▸ **Document passage**:
===

US Market Update
2021 saw a banner year for US stocks. Leading the way (by a nose) was the S&P 500, which returned 26.89%, just edging out the technology-heavy Nasdaq-100, which returned 26.63%. As represented by the Russell 2000 index, smaller companies started strong, rising almost 20% in the first three months, only to take the rest of the year off. What was incredible about this year was the persistence of all-time highs and the absence of volatility. The S&P 500 closed at a record high on 70 of the 252 trading days, second in history only to 1995. Despite numerous COVID headlines and whatever else was the worry du jour, the maximum drawdown seen by the S&P 500 was 5.2%. High returns with low volatility are an investor’s dream, but years like last year are abnormal, and we would expect some more normalcy moving forward.

===

▸ **Source data**:
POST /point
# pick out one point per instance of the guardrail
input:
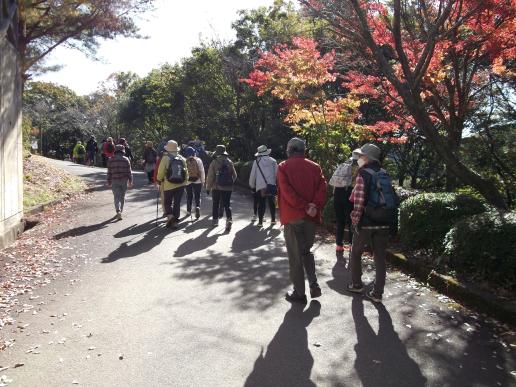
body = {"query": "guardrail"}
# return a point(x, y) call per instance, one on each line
point(9, 20)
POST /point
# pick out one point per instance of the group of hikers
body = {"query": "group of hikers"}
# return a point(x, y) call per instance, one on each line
point(364, 201)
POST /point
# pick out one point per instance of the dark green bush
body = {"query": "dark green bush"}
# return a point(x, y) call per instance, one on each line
point(426, 218)
point(484, 245)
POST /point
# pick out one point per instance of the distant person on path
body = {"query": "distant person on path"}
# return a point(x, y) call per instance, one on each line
point(91, 150)
point(374, 210)
point(220, 181)
point(342, 181)
point(196, 180)
point(263, 180)
point(150, 157)
point(128, 152)
point(79, 153)
point(108, 151)
point(302, 195)
point(172, 177)
point(120, 177)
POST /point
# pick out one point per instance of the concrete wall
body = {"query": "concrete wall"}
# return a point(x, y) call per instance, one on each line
point(11, 149)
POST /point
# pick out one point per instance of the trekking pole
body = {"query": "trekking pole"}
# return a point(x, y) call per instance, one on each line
point(157, 204)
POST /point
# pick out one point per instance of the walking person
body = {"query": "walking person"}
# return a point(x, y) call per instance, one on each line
point(79, 153)
point(263, 180)
point(172, 177)
point(374, 210)
point(342, 182)
point(120, 177)
point(302, 195)
point(108, 151)
point(220, 181)
point(150, 157)
point(196, 181)
point(91, 150)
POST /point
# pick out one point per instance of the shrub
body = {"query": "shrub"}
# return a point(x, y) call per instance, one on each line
point(485, 245)
point(426, 218)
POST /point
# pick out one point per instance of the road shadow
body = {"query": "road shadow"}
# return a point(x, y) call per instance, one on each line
point(287, 360)
point(83, 230)
point(254, 278)
point(251, 237)
point(149, 240)
point(199, 243)
point(382, 359)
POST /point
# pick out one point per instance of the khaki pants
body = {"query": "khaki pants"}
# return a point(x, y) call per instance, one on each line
point(377, 240)
point(299, 238)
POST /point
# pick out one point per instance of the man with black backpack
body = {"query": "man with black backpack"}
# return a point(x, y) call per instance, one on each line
point(173, 175)
point(220, 180)
point(374, 211)
point(195, 181)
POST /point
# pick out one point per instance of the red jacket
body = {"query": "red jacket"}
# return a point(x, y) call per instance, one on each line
point(300, 182)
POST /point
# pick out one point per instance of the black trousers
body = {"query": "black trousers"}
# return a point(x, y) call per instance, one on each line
point(263, 200)
point(173, 201)
point(193, 191)
point(343, 208)
point(223, 197)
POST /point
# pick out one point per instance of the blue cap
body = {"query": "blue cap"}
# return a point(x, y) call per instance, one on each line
point(189, 151)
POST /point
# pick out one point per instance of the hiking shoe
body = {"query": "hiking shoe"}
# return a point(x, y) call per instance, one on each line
point(292, 296)
point(315, 291)
point(373, 297)
point(355, 288)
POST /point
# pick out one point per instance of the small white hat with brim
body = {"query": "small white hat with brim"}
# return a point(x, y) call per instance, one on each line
point(263, 151)
point(171, 146)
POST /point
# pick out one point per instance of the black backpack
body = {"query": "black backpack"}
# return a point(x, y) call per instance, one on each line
point(225, 175)
point(176, 172)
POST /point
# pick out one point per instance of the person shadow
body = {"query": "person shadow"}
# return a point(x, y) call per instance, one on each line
point(83, 230)
point(288, 361)
point(382, 359)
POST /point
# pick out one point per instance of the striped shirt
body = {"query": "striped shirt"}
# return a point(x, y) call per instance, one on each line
point(119, 168)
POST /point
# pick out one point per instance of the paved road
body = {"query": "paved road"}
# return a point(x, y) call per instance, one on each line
point(201, 307)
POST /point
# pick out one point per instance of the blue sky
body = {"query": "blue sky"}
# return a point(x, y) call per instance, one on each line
point(173, 28)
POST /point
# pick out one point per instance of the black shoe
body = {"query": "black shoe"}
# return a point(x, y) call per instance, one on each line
point(315, 291)
point(292, 296)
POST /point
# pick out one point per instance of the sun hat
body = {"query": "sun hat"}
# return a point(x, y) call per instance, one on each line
point(263, 151)
point(369, 150)
point(220, 150)
point(171, 146)
point(189, 151)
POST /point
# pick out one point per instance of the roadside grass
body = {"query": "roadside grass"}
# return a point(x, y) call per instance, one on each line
point(44, 183)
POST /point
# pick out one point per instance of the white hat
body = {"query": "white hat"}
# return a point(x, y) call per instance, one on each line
point(263, 151)
point(171, 146)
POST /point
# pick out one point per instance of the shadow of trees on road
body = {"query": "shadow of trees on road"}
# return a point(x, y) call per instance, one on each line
point(287, 361)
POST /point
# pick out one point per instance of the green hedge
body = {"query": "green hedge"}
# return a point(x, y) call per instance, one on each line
point(426, 218)
point(484, 245)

===

▸ **Apply what you read**:
A - According to the US market update, why should investors expect more normalcy moving forward?
B - Copy from the US market update exactly, beginning at the words "US Market Update" and stopping after "normalcy moving forward.".

▸ **List of solutions**:
A - High returns with low volatility, as seen in 2021, are an investor's dream, but years like that are abnormal. More normal conditions should therefore follow.

B -
US Market Update
2021 saw a banner year for US stocks. Leading the way (by a nose) was the S&P 500, which returned 26.89%, just edging out the technology-heavy Nasdaq-100, which returned 26.63%. As represented by the Russell 2000 index, smaller companies started strong, rising almost 20% in the first three months, only to take the rest of the year off. What was incredible about this year was the persistence of all-time highs and the absence of volatility. The S&P 500 closed at a record high on 70 of the 252 trading days, second in history only to 1995. Despite numerous COVID headlines and whatever else was the worry du jour, the maximum drawdown seen by the S&P 500 was 5.2%. High returns with low volatility are an investor’s dream, but years like last year are abnormal, and we would expect some more normalcy moving forward.